▶ To be done
Exactly reproduce the line that contains "Exercise. Point to the dashed" and all lines after it in the entries below, through the very last line.

▶ Stored rows
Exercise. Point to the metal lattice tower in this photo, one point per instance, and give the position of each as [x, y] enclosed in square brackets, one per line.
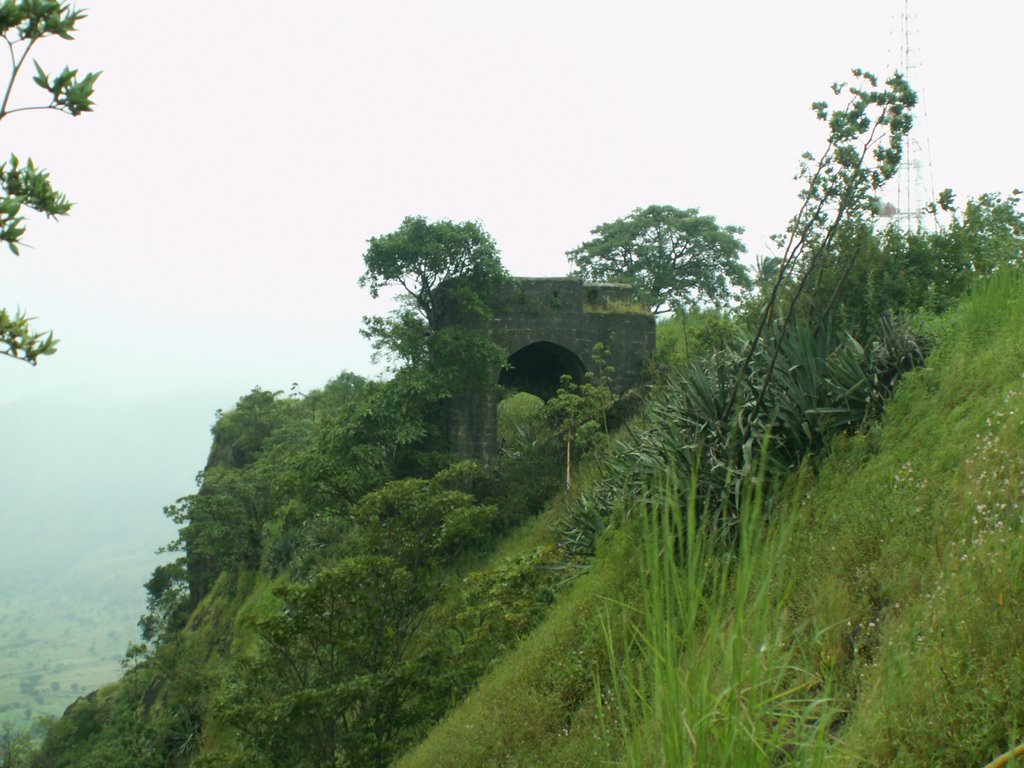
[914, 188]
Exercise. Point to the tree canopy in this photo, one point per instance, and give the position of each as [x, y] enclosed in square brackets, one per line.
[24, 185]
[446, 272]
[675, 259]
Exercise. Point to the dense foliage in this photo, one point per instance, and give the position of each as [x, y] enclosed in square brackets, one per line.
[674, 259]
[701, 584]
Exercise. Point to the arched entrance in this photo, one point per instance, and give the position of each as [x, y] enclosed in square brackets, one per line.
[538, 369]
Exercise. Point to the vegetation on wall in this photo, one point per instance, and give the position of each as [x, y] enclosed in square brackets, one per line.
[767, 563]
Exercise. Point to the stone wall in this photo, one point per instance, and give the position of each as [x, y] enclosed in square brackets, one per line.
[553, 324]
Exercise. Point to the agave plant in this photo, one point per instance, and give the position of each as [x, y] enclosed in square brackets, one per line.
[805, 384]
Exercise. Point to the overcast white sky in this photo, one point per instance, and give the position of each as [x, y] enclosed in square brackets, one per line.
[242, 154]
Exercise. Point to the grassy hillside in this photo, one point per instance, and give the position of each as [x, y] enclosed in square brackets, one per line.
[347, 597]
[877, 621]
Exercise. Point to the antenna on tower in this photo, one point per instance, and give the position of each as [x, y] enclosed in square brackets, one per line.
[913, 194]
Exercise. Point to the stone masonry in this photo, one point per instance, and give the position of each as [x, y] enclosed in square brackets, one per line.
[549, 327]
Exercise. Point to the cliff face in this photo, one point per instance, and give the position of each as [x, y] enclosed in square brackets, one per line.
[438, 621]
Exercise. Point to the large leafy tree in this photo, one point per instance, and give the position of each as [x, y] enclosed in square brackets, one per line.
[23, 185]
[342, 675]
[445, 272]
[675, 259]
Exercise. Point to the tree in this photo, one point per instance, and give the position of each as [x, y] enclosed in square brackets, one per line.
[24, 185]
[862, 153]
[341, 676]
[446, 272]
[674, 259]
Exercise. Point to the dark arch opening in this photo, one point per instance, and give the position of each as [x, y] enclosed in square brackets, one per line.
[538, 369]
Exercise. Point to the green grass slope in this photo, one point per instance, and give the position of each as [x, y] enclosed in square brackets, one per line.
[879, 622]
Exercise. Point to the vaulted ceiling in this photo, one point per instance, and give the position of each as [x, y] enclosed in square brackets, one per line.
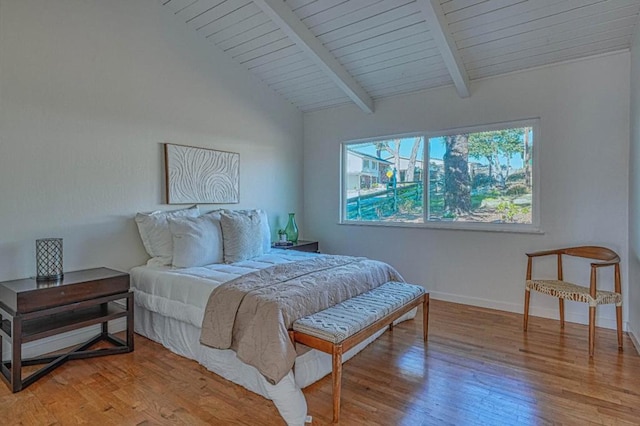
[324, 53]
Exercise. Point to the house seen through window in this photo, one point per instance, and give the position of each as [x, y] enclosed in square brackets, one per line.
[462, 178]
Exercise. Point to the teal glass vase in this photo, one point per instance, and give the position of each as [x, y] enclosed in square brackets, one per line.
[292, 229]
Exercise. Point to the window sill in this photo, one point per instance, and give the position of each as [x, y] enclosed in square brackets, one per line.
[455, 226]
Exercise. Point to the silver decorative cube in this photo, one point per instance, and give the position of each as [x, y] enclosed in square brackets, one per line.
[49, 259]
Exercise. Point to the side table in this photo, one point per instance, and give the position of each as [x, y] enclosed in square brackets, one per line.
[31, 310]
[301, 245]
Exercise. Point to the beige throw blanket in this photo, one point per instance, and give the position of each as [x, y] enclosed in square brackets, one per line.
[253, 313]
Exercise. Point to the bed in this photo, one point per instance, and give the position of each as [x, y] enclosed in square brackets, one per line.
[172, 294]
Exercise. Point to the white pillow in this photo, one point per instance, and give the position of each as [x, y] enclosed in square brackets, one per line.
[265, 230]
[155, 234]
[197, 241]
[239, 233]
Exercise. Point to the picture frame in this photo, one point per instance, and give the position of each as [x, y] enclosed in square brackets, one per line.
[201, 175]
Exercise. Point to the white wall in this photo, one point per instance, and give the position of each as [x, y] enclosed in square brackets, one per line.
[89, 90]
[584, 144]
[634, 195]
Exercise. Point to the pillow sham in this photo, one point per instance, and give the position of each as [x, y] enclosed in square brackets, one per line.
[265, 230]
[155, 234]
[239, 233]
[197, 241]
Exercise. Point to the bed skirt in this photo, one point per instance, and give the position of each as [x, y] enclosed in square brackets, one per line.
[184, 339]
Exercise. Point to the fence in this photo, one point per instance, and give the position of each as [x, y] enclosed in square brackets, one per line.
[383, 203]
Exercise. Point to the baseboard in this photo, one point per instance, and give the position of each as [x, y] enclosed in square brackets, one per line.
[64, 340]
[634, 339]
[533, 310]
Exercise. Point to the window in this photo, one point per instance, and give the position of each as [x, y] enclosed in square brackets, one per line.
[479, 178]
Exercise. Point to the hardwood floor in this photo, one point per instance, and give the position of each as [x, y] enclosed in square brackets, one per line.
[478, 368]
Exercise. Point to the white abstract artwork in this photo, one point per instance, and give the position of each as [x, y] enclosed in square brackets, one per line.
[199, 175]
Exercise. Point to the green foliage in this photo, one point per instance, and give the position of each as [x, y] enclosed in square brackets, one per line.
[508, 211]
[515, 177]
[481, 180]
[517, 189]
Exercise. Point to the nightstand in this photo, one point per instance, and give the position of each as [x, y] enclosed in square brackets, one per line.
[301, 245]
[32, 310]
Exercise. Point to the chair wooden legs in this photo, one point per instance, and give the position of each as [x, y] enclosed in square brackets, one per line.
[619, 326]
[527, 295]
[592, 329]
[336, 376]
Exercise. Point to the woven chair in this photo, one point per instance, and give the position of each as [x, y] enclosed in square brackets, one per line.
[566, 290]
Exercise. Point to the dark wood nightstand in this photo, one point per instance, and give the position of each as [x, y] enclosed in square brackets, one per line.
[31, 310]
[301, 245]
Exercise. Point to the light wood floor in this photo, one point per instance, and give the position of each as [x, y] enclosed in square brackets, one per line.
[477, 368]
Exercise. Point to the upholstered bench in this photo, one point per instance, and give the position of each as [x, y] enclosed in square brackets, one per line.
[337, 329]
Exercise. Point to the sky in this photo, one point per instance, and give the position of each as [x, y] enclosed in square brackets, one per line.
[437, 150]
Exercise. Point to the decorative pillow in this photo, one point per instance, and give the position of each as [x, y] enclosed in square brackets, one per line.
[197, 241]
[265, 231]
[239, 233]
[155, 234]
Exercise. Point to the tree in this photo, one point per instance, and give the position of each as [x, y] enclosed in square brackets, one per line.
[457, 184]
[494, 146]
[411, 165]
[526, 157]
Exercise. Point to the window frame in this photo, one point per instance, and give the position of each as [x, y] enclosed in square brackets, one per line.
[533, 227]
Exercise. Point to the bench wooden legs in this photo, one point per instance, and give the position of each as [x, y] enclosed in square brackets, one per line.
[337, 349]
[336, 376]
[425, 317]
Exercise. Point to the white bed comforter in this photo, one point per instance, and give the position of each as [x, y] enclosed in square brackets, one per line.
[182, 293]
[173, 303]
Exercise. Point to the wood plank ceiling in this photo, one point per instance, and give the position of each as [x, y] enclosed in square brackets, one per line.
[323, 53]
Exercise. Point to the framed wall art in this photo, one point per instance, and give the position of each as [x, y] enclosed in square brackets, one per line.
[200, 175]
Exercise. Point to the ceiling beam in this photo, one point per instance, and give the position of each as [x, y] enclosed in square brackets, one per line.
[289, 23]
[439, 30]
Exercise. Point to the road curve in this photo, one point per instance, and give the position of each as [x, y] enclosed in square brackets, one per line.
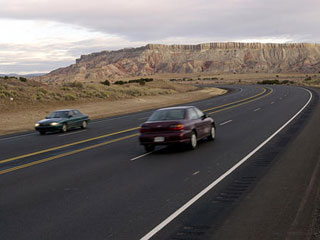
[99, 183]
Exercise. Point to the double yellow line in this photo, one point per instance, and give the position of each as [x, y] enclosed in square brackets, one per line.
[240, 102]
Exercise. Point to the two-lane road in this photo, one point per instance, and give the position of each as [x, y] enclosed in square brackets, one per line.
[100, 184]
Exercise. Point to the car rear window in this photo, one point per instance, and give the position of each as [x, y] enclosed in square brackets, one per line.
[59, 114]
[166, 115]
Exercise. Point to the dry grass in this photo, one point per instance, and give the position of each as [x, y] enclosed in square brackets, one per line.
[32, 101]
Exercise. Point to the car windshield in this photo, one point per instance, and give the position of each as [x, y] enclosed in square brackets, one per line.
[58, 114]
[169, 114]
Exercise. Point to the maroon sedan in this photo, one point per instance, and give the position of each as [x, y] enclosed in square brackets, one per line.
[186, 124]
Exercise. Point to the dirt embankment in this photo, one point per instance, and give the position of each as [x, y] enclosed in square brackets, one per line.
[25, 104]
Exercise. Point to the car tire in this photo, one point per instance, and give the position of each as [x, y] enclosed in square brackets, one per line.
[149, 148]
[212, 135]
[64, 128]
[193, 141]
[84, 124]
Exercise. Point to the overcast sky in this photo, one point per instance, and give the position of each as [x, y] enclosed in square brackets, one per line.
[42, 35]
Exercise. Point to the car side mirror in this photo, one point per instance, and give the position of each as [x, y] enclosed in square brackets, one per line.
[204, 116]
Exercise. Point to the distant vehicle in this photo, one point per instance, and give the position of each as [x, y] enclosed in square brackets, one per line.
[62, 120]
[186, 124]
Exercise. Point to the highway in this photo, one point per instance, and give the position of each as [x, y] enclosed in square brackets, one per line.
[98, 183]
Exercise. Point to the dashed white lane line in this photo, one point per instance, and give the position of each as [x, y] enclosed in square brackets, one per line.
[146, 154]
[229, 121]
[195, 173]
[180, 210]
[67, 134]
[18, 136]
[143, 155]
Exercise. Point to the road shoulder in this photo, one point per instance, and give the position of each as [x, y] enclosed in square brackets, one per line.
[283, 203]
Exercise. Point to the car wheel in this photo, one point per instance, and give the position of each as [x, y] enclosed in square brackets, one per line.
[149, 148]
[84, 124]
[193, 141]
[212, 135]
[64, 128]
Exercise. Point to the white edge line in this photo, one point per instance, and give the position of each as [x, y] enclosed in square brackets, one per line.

▶ Completed task
Exercise. Point to the dashed white lane line in this photo, one point per instance, and give the position of each as [x, y] enclosed in square brackets, one per line.
[146, 154]
[229, 121]
[195, 173]
[180, 210]
[67, 134]
[18, 136]
[143, 155]
Exercise. Point to the road shoulder in this photo, one point per instance, and give the position of each as [x, y] enclosed in square brackets, one per line.
[283, 203]
Exercise. Point to the car wheel in this photo, one point per instance, and give the position of each as [x, y] enclosed in square brackets, one per line.
[149, 148]
[84, 124]
[193, 141]
[212, 135]
[64, 128]
Exercise. Point to the white edge line in this photo, one point per instance, and give the position of each as [x, y] enclosed in square brackets, one per line.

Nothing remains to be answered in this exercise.